• Texte fourni:
Vu la procédure suivante :
Procédure contentieuse antérieure :
M. B... A... a demandé au tribunal administratif de Nîmes d'annuler la décision implicite de rejet née du silence gardé par le recteur de la région académique Provence-Alpes-Côte d'Azur sur son recours gracieux formé le 19 juin 2018 à l'encontre de la décision du 14 mai 2018 rejetant sa candidature à la classe exceptionnelle au titre du premier vivier de l'année 2018, et d'enjoindre au recteur de l'académie d'Aix-Marseille de procéder à son admission à la classe exceptionnelle au titre du premier vivier de l'année 2018.
Par un jugement n° 1803141 du 6 octobre 2020, le tribunal administratif de Nîmes a rejeté sa demande.
Procédure devant la cour :
Par une requête, enregistrée le 4 décembre 2020 au greffe de la cour administrative d'appel de Marseille sous le n° 20MA04495, puis le 11 avril 2022 au greffe de la cour administrative d'appel de Toulouse sous le n°20TL04495, et un mémoire complémentaire enregistré le 1er septembre 2022 (non communiqué), M. B... A..., représenté par Me Billet, demande à la cour :
1°) d'annuler ce jugement du 6 octobre 2020 ;
2°) d'annuler la décision du 14 mai 2018 rejetant sa candidature à la classe exceptionnelle au titre du premier vivier de l'année 2018 et la décision implicite de rejet de son recours gracieux ;
3°) d'enjoindre au recteur de l'académie d'Aix-Marseille de procéder à son admission à la classe exceptionnelle au titre du premier vivier de l'année 2018 ;
4°) de mettre à la charge de l'Etat une somme de 1 500 euros en application de l'article L. 761-1 du code de justice administrative.

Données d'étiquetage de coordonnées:
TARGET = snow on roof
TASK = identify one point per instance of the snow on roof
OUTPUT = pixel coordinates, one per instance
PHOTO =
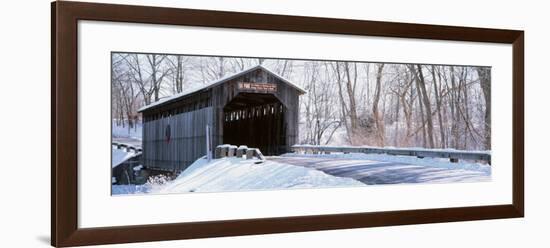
(217, 82)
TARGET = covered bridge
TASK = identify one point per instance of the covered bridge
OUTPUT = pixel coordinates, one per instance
(254, 107)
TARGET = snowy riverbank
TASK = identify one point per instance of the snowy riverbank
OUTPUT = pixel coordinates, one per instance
(234, 174)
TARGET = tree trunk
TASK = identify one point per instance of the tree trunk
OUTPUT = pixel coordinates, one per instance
(485, 82)
(380, 132)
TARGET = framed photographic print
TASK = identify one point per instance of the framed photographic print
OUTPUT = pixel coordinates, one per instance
(177, 123)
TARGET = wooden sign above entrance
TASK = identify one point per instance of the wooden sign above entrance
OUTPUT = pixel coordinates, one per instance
(258, 87)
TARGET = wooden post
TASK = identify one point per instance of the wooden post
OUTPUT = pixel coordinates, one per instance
(231, 151)
(241, 151)
(249, 153)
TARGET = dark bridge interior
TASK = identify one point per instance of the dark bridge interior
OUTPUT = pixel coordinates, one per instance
(257, 121)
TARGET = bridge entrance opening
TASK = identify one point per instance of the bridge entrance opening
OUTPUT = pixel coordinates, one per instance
(257, 121)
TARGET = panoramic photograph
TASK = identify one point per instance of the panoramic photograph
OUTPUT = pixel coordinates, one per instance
(196, 123)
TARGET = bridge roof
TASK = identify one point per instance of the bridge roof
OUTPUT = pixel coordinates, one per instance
(218, 82)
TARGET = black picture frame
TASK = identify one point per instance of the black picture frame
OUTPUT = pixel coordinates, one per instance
(64, 123)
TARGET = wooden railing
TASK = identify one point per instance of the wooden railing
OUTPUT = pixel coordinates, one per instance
(240, 152)
(452, 155)
(127, 147)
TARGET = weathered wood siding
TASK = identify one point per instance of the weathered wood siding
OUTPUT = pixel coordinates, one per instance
(189, 115)
(187, 140)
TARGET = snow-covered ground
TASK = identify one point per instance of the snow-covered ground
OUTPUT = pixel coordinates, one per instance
(234, 174)
(388, 169)
(292, 171)
(124, 132)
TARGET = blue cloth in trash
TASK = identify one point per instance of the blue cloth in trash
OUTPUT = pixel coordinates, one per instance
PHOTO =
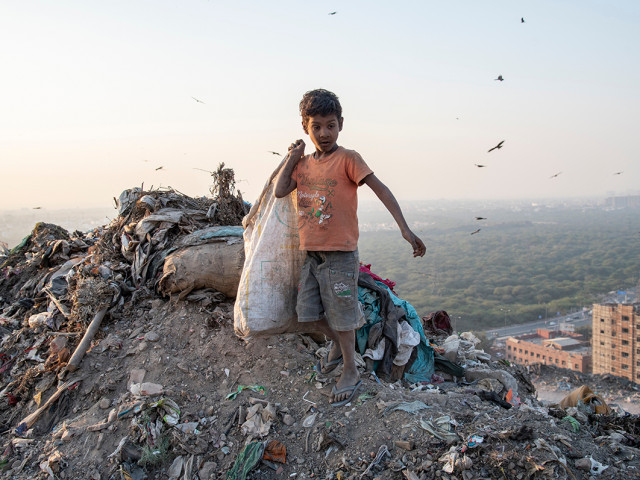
(423, 366)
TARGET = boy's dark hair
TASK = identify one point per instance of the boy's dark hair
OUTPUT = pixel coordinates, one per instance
(319, 102)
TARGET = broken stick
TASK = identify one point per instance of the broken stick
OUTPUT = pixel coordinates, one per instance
(83, 346)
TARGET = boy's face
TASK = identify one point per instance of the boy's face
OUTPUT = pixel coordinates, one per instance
(323, 131)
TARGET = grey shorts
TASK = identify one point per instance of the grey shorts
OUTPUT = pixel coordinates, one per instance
(329, 287)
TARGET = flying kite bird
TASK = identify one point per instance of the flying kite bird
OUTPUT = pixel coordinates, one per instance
(497, 146)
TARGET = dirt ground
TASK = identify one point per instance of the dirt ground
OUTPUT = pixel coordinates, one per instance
(199, 362)
(166, 390)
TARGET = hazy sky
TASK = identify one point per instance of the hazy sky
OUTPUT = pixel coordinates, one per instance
(97, 95)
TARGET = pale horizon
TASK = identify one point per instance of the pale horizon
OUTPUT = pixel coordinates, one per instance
(100, 97)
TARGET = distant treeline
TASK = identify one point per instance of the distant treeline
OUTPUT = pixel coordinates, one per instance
(520, 266)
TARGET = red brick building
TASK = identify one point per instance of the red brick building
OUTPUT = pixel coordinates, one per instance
(616, 340)
(562, 349)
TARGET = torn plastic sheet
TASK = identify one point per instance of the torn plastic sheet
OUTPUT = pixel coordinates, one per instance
(441, 428)
(410, 407)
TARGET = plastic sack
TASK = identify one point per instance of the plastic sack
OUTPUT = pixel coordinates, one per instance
(266, 299)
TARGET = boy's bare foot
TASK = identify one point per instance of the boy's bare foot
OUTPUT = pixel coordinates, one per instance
(345, 386)
(335, 353)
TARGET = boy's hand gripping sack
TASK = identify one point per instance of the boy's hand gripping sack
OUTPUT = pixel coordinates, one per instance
(266, 299)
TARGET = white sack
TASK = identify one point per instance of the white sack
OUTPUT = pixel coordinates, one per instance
(266, 299)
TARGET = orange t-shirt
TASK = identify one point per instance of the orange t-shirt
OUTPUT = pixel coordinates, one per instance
(328, 200)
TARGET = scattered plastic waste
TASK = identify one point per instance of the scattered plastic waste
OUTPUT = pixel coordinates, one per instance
(254, 388)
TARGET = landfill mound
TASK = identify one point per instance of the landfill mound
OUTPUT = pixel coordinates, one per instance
(109, 372)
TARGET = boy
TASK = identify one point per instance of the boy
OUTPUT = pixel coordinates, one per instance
(327, 182)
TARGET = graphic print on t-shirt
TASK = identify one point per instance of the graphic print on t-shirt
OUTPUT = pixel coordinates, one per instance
(315, 206)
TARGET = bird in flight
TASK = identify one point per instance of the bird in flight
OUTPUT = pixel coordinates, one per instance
(497, 146)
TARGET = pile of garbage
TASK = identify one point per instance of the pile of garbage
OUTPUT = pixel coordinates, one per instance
(119, 361)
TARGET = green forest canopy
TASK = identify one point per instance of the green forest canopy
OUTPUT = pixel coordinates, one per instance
(524, 263)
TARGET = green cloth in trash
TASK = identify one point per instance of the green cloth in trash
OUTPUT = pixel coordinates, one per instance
(247, 459)
(423, 366)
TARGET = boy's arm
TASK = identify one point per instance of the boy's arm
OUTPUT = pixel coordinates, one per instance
(389, 201)
(284, 183)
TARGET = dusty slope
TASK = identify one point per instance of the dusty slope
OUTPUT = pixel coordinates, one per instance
(199, 362)
(153, 397)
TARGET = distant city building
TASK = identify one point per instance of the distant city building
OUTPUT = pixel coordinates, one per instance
(616, 340)
(548, 347)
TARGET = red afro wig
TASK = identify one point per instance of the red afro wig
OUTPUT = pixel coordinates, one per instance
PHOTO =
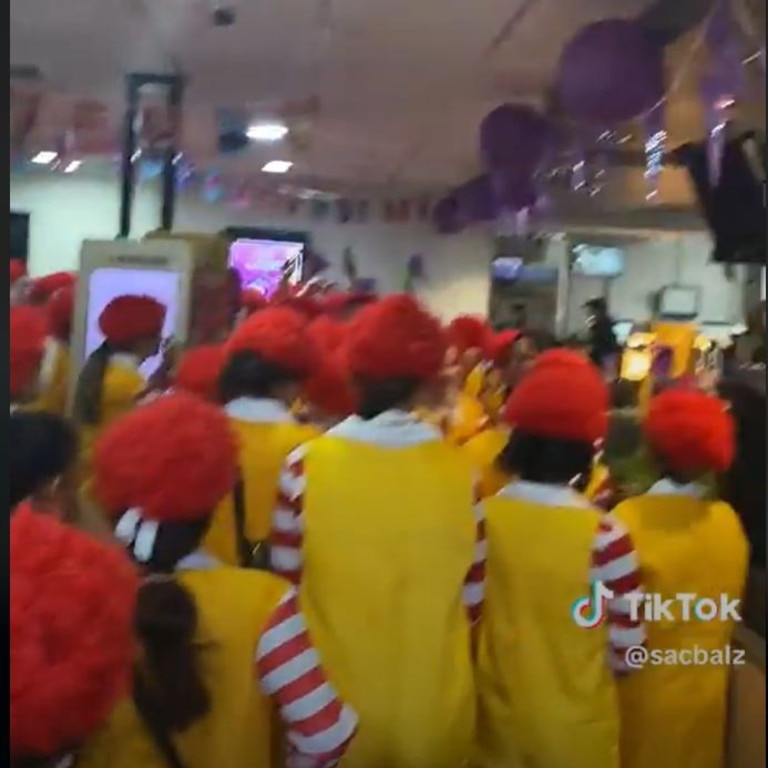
(28, 330)
(18, 269)
(469, 332)
(174, 458)
(690, 431)
(60, 309)
(44, 287)
(130, 318)
(340, 303)
(327, 332)
(72, 603)
(564, 401)
(395, 338)
(500, 346)
(252, 300)
(329, 389)
(278, 335)
(199, 369)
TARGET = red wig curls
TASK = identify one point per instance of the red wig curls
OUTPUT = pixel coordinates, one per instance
(199, 369)
(279, 335)
(468, 332)
(130, 318)
(28, 330)
(395, 338)
(174, 458)
(690, 431)
(71, 614)
(561, 401)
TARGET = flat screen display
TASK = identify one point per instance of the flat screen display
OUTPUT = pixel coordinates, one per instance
(593, 261)
(108, 283)
(261, 264)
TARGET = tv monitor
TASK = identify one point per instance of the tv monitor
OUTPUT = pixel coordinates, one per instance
(263, 264)
(107, 283)
(594, 261)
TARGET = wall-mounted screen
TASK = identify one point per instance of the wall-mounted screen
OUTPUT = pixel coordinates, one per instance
(594, 261)
(679, 302)
(262, 264)
(108, 283)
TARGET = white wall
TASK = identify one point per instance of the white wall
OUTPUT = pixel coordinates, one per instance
(65, 210)
(68, 209)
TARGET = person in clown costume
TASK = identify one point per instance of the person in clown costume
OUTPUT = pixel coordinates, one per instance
(72, 645)
(546, 686)
(267, 360)
(55, 370)
(198, 371)
(223, 650)
(675, 715)
(468, 340)
(110, 383)
(28, 330)
(375, 524)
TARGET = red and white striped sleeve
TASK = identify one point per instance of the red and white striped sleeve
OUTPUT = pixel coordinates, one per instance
(615, 564)
(319, 726)
(287, 533)
(474, 584)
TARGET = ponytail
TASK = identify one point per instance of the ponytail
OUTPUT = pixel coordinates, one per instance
(90, 384)
(168, 684)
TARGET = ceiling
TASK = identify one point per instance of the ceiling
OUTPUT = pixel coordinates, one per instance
(379, 95)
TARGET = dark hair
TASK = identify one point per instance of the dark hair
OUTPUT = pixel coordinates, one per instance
(90, 384)
(169, 686)
(43, 447)
(246, 374)
(546, 460)
(375, 397)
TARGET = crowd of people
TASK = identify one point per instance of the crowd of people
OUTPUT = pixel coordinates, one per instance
(351, 535)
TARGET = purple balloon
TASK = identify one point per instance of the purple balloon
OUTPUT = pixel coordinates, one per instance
(446, 216)
(514, 136)
(477, 200)
(610, 72)
(515, 191)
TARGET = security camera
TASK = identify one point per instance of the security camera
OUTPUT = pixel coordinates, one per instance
(223, 16)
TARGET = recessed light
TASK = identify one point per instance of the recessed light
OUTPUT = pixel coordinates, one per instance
(267, 132)
(277, 166)
(44, 158)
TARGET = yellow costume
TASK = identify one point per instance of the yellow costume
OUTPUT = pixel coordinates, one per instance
(535, 713)
(54, 379)
(121, 388)
(233, 608)
(267, 434)
(393, 530)
(675, 714)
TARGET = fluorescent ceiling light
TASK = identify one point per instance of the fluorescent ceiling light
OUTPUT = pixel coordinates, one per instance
(277, 166)
(267, 132)
(44, 158)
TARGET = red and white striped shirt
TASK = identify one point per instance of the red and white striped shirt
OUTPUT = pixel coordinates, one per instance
(319, 727)
(614, 564)
(392, 428)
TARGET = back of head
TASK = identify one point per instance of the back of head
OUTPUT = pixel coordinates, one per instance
(44, 449)
(72, 604)
(393, 347)
(162, 469)
(559, 412)
(199, 370)
(690, 433)
(266, 352)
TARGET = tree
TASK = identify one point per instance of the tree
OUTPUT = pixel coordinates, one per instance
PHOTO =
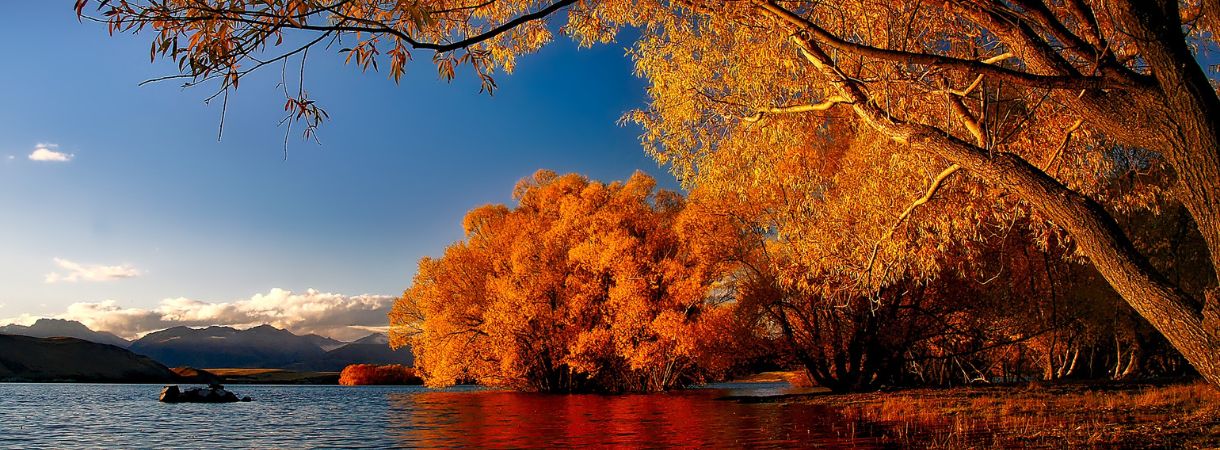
(582, 285)
(1024, 96)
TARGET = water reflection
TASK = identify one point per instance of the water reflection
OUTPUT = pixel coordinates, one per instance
(492, 418)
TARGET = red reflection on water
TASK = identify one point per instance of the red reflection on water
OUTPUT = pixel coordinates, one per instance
(688, 418)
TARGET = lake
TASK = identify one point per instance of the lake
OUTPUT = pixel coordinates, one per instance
(316, 416)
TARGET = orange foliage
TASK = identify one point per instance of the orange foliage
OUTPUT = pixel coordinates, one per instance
(582, 285)
(366, 375)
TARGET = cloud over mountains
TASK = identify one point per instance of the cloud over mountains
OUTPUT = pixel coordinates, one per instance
(344, 317)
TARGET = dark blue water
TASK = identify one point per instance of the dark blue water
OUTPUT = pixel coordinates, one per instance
(290, 416)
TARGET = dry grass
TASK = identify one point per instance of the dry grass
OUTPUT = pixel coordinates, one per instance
(243, 372)
(273, 376)
(1041, 416)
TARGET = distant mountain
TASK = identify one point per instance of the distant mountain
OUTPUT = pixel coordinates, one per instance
(376, 338)
(56, 328)
(371, 349)
(264, 346)
(325, 343)
(26, 359)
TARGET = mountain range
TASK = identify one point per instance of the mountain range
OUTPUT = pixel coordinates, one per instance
(61, 328)
(26, 359)
(264, 346)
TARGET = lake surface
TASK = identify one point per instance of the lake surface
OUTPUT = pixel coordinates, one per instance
(308, 416)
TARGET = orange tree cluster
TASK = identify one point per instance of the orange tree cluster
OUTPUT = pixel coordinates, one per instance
(582, 285)
(366, 375)
(1063, 121)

• Tâche à traiter:
Répondez aux questions suivantes à partir du texte fourni :
(a) Quelle juridiction a rejeté la demande de M. B... A... par le jugement du 6 octobre 2020 ?
(b) Sous quel numéro la requête a-t-elle été enregistrée au greffe de la cour administrative d'appel de Toulouse ?
(c) Quelle somme M. B... A... demande-t-il de mettre à la charge de l'État ?
Les entrées n'ont aucun rapport avec le texte fourni.

• Résultat obtenu:
(a) Le tribunal administratif de Nîmes.
(b) Le n° 20TL04495.
(c) 1 500 euros.